### Page text
Also listed at FNAC with the same release date...


----------



## Mt Spokane Photography (Feb 13, 2012)

*Re: 5D Mark III Book Shows Up at Amazon France*

WPPI starts on Feb 16, so its still possible for a announcement on the 14th or 15th, but, since there is no hype or leak tet, that seems doubtful.


----------



## dolina (Feb 13, 2012)

*Re: 5D Mark III Book Shows Up at Amazon France*

The very same thing happened before the 5D Mark II was announced. I call this very legit.


----------



## galactic.surfeur (Feb 13, 2012)

*Re: 5D Mark III Book Shows Up at Amazon France*

All the online librairys show this book too : Google Search
good point no ? ^^ 5D Mark III soon... ! I hope!


----------



## neuroanatomist (Feb 13, 2012)

*Re: 5D Mark III Book Shows Up at Amazon France*



Canon Rumors said:


> A new book dedicated to a 5D Mark III has appeared on the Amazon.fr web site. The release date for the book is March 9, 2012. The book apparently comes from Pearson, which is pretty reputable.



Actually, it 'appeared' way *back in November*, and was discussed in this CR thread.


----------



## tt (Feb 13, 2012)

*Re: 5D Mark III Book Shows Up at Amazon France*

Aren't 99% of the dates for these kind of things placeholders?


----------



## DJL329 (Feb 13, 2012)

*Re: 5D Mark III Book Shows Up at Amazon France*

Let the (latest) frenzy begin... ;D

Hmmm... If this release date is accurate, we'll have the 1DX, 24-70mm f/2.8L II and the 5D replacement all set, putting an end to the majority of the rumors/speculation of the past ~2 years!


----------



## Maui5150 (Feb 13, 2012)

*Re: 5D Mark III Book Shows Up at Amazon France*

Given this book has been listed in the past, sounds like things are starting to move and the date is solidifying


----------



## Mt Spokane Photography (Feb 13, 2012)

*Re: 5D Mark III Book Shows Up at Amazon France*



Maui5150 said:


> Given this book has been listed in the past, sounds like things are starting to move and the date is solidifying



The publication date has not changed, and you can be sure that Canon did not have a firm release date back in October when Thailand was flooding. I think Neuro's original expanation back then makes sense.

### Data drawn from a collection
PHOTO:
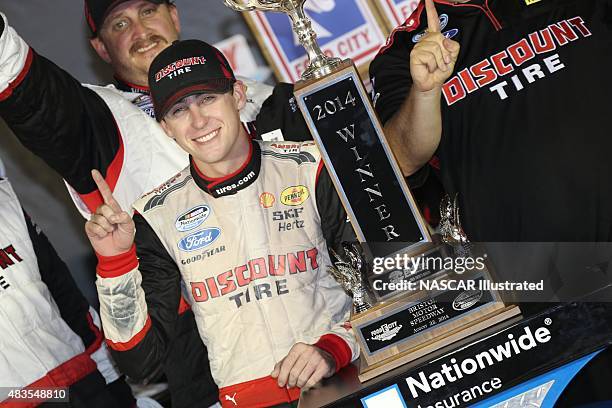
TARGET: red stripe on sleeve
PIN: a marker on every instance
(117, 265)
(93, 200)
(319, 172)
(337, 347)
(15, 83)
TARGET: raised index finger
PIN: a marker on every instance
(433, 21)
(105, 191)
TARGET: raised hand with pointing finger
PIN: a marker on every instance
(433, 59)
(110, 229)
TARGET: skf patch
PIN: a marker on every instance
(294, 195)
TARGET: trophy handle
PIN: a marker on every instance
(251, 5)
(320, 64)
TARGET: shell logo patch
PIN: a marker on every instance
(294, 195)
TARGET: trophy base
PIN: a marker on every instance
(367, 371)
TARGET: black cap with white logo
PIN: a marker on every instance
(187, 68)
(97, 10)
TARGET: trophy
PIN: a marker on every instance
(393, 327)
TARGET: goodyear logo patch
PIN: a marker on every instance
(192, 218)
(199, 239)
(294, 195)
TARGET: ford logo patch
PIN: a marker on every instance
(199, 239)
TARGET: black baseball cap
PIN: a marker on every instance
(187, 68)
(97, 10)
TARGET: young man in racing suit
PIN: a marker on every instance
(50, 334)
(75, 127)
(246, 227)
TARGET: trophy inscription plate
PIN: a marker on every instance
(408, 321)
(369, 182)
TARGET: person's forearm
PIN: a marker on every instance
(414, 131)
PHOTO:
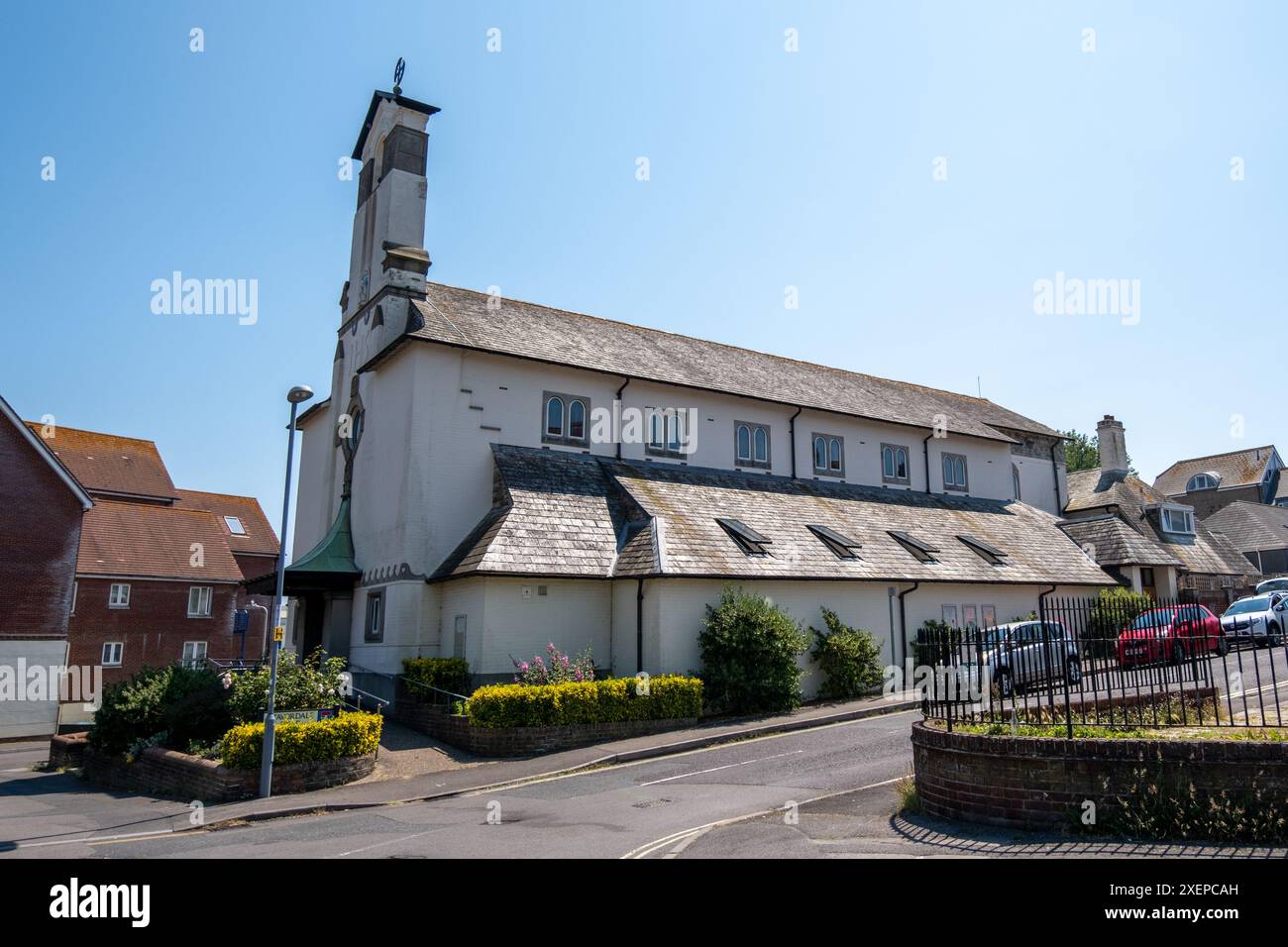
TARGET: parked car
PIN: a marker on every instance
(1257, 618)
(1171, 633)
(1025, 652)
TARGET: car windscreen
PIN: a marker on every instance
(1249, 604)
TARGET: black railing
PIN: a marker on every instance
(1107, 663)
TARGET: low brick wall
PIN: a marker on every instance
(1041, 783)
(522, 741)
(159, 772)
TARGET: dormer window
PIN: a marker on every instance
(988, 553)
(1179, 521)
(919, 551)
(747, 539)
(1206, 480)
(842, 545)
(565, 419)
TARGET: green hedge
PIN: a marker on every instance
(445, 673)
(592, 701)
(348, 735)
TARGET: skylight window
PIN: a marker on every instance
(991, 554)
(840, 544)
(747, 539)
(919, 551)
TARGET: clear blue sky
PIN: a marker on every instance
(768, 169)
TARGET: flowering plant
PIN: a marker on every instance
(555, 668)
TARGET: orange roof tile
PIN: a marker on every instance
(145, 540)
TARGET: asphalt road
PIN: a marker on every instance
(606, 812)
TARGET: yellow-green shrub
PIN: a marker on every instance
(348, 735)
(585, 702)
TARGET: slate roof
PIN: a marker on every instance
(108, 463)
(463, 317)
(259, 538)
(1205, 553)
(1235, 470)
(147, 540)
(571, 514)
(1112, 541)
(1250, 526)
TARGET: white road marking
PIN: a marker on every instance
(726, 766)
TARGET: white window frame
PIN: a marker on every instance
(114, 599)
(193, 661)
(205, 599)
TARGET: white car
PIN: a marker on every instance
(1257, 618)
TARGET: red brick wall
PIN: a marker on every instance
(155, 626)
(40, 521)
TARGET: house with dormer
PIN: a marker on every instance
(490, 474)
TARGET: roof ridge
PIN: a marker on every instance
(722, 344)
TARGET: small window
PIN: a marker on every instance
(894, 464)
(922, 552)
(198, 602)
(747, 539)
(954, 472)
(1205, 482)
(374, 629)
(752, 445)
(838, 543)
(1177, 521)
(991, 554)
(566, 419)
(828, 455)
(668, 432)
(193, 654)
(119, 595)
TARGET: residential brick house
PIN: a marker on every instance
(488, 475)
(1212, 482)
(1147, 540)
(42, 505)
(160, 571)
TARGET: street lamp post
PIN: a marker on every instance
(295, 395)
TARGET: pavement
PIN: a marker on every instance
(54, 810)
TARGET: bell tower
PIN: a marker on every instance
(389, 222)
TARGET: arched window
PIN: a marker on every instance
(554, 418)
(578, 420)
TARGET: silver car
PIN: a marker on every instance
(1024, 652)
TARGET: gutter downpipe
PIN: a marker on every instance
(903, 625)
(791, 436)
(925, 450)
(617, 408)
(639, 626)
(1055, 474)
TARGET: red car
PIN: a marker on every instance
(1172, 634)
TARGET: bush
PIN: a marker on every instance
(309, 685)
(585, 702)
(850, 659)
(445, 673)
(338, 737)
(748, 655)
(161, 706)
(555, 668)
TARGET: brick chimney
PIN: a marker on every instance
(1113, 445)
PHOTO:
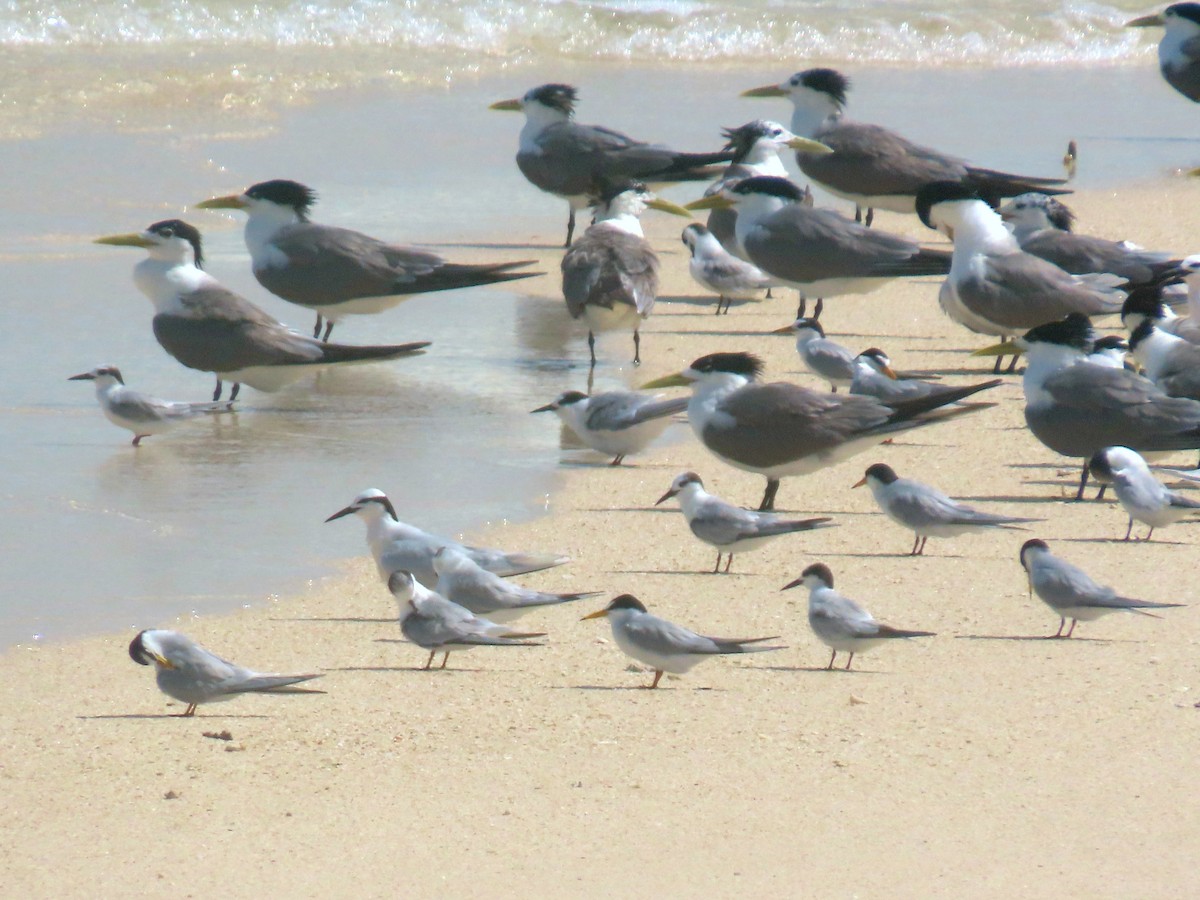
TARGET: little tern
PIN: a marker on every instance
(994, 287)
(823, 358)
(141, 413)
(715, 269)
(397, 545)
(1071, 593)
(665, 646)
(1179, 52)
(730, 528)
(819, 252)
(781, 430)
(927, 511)
(209, 328)
(337, 271)
(611, 275)
(439, 625)
(1141, 496)
(873, 166)
(840, 623)
(191, 675)
(615, 423)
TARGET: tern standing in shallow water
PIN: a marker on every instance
(337, 271)
(665, 646)
(141, 413)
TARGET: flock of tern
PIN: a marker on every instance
(1017, 271)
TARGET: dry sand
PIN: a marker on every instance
(978, 763)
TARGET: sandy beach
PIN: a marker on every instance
(982, 762)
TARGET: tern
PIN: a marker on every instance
(615, 423)
(611, 275)
(823, 358)
(397, 545)
(873, 166)
(565, 159)
(337, 271)
(1141, 496)
(994, 287)
(141, 413)
(191, 675)
(730, 528)
(715, 269)
(439, 625)
(780, 430)
(1075, 407)
(209, 328)
(462, 581)
(665, 646)
(819, 252)
(840, 623)
(927, 511)
(1071, 592)
(1179, 52)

### Problems
• 1. In the forum thread, what release date does the Amazon.fr listing give for the book?
• 2. Extract the passage of the forum thread from "WPPI starts on" up to and including "dolina (Feb 13, 2012)".
• 3. Turn the paragraph of the forum thread beginning "The publication date has not changed" into a short bulleted list that keeps its main points.
Work from the forum thread alone, leaving the records aside.

### Results of the tasks
• 1. March 9, 2012.

• 2.
WPPI starts on Feb 16, so its still possible for a announcement on the 14th or 15th, but, since there is no hype or leak tet, that seems doubtful.


----------



## dolina (Feb 13, 2012)

• 3.
- The publication date has not changed.
- Canon did not have a firm release date back in October, when Thailand was flooding.
- The writer thinks Neuro's original explanation from back then makes sense.